▶ [原文摘录]:
━━━━━━━━━━━━━━━━━━━━━━━━━━━━━━

现象:logstash消费kafka数据写入到es中,但是es中所有数据都有双份,确认没有多个消费程序同时消费。经过查找发现是logstash多配置文件造成的重复写入
背景
假设现在给Logstash的pipeline配置了2个conf,也就是2个输入源。如果不做任何处理,那么所有的Filter和Output都会同时触发,如下图:
这显然跟我们期望的不同,我们希望Logstash按以下的方式来处理,也就是各自区分,独立处理:
解决方案
官方提供有 type 和tags 配置项进行区分,type 和 tags 是 logstash 事件中两个特殊的字段。
通常来说我们会在输入区段中通过 type 来标记事件类型 —— 我们肯定是提前能知道这个事件属于什么类型的。而tags 则是在数据处理过程中,由具体的插件来添加或者删除的。

━━━━━━━━━━━━━━━━━━━━━━━━━━━━━━

▶ [所用数据]:
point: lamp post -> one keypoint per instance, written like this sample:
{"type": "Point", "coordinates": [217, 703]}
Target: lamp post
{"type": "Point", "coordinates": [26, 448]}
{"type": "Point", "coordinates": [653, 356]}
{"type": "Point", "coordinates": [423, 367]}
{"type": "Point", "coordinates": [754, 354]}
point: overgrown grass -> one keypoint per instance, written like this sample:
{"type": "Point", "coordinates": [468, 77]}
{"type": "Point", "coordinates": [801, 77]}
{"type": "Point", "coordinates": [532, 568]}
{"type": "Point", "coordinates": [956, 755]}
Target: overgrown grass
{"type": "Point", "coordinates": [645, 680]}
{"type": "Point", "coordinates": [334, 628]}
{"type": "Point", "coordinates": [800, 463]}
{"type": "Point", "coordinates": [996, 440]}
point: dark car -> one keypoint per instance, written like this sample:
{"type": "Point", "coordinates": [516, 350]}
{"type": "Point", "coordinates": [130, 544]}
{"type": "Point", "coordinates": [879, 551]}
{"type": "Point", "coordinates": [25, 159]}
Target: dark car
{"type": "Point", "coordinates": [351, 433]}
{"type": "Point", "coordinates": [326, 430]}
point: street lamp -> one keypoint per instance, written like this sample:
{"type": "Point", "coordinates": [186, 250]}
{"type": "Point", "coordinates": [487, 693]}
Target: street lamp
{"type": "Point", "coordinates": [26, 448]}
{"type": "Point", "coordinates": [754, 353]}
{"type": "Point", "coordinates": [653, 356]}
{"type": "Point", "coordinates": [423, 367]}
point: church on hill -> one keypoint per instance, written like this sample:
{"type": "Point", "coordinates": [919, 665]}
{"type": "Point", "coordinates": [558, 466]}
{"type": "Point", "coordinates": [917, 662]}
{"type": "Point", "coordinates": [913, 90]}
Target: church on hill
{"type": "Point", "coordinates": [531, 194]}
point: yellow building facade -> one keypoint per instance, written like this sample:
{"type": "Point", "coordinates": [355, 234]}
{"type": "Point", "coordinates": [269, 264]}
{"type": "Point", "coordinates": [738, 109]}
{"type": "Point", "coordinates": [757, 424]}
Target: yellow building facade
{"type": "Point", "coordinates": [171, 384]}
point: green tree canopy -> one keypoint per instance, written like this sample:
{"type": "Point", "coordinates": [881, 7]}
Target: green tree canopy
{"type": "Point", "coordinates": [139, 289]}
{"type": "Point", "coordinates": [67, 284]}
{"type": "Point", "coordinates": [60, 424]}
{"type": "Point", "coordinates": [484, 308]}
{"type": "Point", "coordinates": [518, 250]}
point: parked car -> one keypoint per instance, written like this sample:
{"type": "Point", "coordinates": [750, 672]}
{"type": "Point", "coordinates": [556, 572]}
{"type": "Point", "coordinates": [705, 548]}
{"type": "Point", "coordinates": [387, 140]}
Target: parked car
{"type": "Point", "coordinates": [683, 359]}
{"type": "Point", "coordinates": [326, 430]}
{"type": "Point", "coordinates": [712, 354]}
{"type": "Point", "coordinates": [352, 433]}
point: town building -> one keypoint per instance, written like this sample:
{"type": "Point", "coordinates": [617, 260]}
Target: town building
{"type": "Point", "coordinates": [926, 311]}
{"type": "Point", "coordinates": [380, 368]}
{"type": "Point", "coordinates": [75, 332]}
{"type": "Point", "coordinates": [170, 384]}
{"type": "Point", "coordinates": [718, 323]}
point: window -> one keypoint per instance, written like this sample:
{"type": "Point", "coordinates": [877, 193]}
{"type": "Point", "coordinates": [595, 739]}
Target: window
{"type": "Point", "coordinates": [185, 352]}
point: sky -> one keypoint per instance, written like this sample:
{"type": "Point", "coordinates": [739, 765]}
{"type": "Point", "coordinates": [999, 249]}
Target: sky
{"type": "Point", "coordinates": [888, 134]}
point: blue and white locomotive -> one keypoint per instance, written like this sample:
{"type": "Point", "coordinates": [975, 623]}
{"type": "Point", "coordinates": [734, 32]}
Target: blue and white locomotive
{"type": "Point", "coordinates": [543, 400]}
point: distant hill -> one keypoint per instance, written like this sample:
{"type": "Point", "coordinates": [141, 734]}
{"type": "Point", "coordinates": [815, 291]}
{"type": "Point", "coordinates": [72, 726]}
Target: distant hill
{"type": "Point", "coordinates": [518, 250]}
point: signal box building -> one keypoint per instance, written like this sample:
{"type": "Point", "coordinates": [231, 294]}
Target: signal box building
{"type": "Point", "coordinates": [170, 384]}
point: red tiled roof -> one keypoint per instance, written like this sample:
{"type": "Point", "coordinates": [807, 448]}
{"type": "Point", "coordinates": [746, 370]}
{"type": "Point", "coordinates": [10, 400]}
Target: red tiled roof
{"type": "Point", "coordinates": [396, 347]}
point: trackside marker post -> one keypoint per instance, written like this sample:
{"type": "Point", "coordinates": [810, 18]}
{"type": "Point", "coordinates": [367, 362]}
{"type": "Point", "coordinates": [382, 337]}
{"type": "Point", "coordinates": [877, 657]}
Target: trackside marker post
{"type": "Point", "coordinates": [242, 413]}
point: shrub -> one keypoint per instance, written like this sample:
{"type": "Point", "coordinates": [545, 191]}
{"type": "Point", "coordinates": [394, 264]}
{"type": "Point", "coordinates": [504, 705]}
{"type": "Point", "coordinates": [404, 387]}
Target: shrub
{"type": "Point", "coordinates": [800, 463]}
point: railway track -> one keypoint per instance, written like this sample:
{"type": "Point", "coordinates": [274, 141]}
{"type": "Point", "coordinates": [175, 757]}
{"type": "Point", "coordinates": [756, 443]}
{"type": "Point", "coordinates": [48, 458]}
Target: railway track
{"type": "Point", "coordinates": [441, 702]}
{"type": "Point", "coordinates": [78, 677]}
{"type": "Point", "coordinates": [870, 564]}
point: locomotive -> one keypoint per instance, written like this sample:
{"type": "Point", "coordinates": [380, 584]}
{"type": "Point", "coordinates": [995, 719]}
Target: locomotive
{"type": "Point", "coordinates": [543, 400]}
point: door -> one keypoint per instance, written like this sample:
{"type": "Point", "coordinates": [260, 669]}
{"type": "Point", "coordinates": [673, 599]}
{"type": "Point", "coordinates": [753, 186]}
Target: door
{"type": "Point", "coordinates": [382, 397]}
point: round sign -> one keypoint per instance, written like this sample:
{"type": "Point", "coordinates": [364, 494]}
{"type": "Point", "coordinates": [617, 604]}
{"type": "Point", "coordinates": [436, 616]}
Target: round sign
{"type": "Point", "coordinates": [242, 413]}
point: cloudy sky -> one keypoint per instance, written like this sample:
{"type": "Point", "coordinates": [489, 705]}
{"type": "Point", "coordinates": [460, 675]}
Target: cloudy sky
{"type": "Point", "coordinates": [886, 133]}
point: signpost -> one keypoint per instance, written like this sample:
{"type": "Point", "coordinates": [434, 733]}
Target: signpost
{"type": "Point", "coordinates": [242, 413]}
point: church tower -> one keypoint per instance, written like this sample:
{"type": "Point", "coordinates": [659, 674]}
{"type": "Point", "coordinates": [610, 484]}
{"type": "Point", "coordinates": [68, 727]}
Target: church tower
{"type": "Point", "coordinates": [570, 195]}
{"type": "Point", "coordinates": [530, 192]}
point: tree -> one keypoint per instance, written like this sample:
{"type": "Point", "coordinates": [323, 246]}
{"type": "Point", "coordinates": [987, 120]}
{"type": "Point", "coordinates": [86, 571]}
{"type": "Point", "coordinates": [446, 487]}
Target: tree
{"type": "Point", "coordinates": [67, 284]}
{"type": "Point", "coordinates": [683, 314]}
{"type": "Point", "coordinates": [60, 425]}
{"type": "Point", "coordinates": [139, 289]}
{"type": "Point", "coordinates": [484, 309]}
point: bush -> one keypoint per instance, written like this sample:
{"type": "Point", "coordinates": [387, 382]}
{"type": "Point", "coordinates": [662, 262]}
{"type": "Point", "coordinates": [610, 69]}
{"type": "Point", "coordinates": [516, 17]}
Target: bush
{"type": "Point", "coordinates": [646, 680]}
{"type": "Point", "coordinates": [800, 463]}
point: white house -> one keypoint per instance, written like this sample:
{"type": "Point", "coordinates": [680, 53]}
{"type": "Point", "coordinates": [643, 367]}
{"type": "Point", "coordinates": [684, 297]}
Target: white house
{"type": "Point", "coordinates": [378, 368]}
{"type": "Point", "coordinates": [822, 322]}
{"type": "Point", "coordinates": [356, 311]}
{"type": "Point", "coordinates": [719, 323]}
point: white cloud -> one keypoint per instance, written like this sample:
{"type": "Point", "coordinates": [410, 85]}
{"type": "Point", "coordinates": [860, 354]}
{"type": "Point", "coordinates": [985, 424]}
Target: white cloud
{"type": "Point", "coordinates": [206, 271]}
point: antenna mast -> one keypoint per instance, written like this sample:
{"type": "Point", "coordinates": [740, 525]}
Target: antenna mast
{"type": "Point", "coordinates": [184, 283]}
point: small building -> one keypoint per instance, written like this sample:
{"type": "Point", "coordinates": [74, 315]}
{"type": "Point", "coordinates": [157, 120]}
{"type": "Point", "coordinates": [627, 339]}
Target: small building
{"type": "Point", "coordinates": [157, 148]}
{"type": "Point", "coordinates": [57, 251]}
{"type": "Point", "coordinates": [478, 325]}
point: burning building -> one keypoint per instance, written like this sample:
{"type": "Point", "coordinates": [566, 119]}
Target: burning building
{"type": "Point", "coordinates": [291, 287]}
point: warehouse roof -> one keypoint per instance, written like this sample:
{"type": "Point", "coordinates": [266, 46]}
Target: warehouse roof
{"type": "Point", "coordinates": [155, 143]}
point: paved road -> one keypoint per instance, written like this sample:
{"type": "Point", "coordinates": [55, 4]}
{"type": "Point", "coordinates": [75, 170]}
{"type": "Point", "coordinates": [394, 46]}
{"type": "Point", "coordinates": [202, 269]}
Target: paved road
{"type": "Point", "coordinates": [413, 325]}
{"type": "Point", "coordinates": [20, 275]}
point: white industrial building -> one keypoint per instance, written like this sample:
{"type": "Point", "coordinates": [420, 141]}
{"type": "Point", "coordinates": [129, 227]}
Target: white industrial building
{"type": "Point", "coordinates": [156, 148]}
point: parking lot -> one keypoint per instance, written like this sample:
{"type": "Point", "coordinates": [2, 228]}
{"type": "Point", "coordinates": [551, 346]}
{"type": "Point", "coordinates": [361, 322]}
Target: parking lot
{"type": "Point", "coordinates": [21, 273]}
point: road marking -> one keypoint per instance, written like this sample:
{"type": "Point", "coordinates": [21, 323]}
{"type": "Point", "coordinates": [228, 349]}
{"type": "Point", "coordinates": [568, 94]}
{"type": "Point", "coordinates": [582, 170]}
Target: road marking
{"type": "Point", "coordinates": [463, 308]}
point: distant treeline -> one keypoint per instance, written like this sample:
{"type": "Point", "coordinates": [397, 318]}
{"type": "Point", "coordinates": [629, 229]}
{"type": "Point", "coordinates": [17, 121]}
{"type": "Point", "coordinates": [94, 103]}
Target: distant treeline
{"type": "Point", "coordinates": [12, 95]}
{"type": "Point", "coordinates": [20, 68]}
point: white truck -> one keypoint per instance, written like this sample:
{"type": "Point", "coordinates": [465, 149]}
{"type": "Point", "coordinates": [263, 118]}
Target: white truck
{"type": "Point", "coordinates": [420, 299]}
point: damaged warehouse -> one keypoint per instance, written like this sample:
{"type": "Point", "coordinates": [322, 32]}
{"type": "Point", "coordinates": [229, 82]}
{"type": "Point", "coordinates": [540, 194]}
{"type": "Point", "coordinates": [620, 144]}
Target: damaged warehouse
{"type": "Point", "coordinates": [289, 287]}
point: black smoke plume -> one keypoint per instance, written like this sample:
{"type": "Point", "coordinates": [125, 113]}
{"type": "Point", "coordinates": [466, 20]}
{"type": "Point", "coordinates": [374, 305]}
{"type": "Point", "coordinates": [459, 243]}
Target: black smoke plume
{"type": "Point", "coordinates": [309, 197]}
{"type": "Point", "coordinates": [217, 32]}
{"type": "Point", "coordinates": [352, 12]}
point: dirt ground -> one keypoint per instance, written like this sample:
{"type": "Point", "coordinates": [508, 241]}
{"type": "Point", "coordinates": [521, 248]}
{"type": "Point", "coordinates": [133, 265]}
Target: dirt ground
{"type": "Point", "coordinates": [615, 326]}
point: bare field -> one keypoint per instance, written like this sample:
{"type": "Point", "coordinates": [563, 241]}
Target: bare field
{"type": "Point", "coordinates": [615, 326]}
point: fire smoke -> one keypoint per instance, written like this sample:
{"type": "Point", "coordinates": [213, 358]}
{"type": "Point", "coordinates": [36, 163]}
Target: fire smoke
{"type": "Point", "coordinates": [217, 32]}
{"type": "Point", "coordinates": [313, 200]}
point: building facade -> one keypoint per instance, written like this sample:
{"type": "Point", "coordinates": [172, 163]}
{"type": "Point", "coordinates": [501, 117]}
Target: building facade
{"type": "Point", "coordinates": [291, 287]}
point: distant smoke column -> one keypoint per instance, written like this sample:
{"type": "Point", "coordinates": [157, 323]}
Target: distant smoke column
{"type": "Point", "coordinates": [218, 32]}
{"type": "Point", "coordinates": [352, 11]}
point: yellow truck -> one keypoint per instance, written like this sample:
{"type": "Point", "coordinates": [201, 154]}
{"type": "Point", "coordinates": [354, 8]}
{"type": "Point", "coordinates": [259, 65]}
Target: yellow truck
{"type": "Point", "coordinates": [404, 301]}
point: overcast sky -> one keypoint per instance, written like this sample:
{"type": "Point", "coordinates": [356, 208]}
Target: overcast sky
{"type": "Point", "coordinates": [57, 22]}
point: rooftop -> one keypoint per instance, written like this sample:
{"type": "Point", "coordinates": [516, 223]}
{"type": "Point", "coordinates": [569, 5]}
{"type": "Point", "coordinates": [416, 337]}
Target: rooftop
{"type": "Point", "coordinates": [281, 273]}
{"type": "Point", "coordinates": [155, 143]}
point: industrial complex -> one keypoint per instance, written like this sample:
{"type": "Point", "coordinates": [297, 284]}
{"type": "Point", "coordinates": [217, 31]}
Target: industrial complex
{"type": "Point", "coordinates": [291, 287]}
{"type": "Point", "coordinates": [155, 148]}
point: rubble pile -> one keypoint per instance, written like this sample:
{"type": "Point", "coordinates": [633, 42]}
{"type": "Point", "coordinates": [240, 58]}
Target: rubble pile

━━━━━━━━━━━━━━━━━━━━━━━━━━━━━━

▶ [练习任务]:
• A. 请输出原文中从"现象:logstash消费k"起至"是 logstash 事件中两个特殊的字段。"止的一段文字,须逐字照录。
• B. 请将记录中从含有"point: church on"的一行至含有"Target: church on hill"的一行(首尾两行均包括在内)重新写出,并把其中的"church on hill"改名为"hilltop church",其余内容一律保持不变。仅需给出这几行。
上述原文与各条记录彼此并无关联。

▶ [任务解答]:
• A.
现象:logstash消费kafka数据写入到es中,但是es中所有数据都有双份,确认没有多个消费程序同时消费。经过查找发现是logstash多配置文件造成的重复写入
背景
假设现在给Logstash的pipeline配置了2个conf,也就是2个输入源。如果不做任何处理,那么所有的Filter和Output都会同时触发,如下图:
这显然跟我们期望的不同,我们希望Logstash按以下的方式来处理,也就是各自区分,独立处理:
解决方案
官方提供有 type 和tags 配置项进行区分,type 和 tags 是 logstash 事件中两个特殊的字段。

• B.
point: hilltop church -> one keypoint per instance, written like this sample:
{"type": "Point", "coordinates": [919, 665]}
{"type": "Point", "coordinates": [558, 466]}
{"type": "Point", "coordinates": [917, 662]}
{"type": "Point", "coordinates": [913, 90]}
Target: hilltop church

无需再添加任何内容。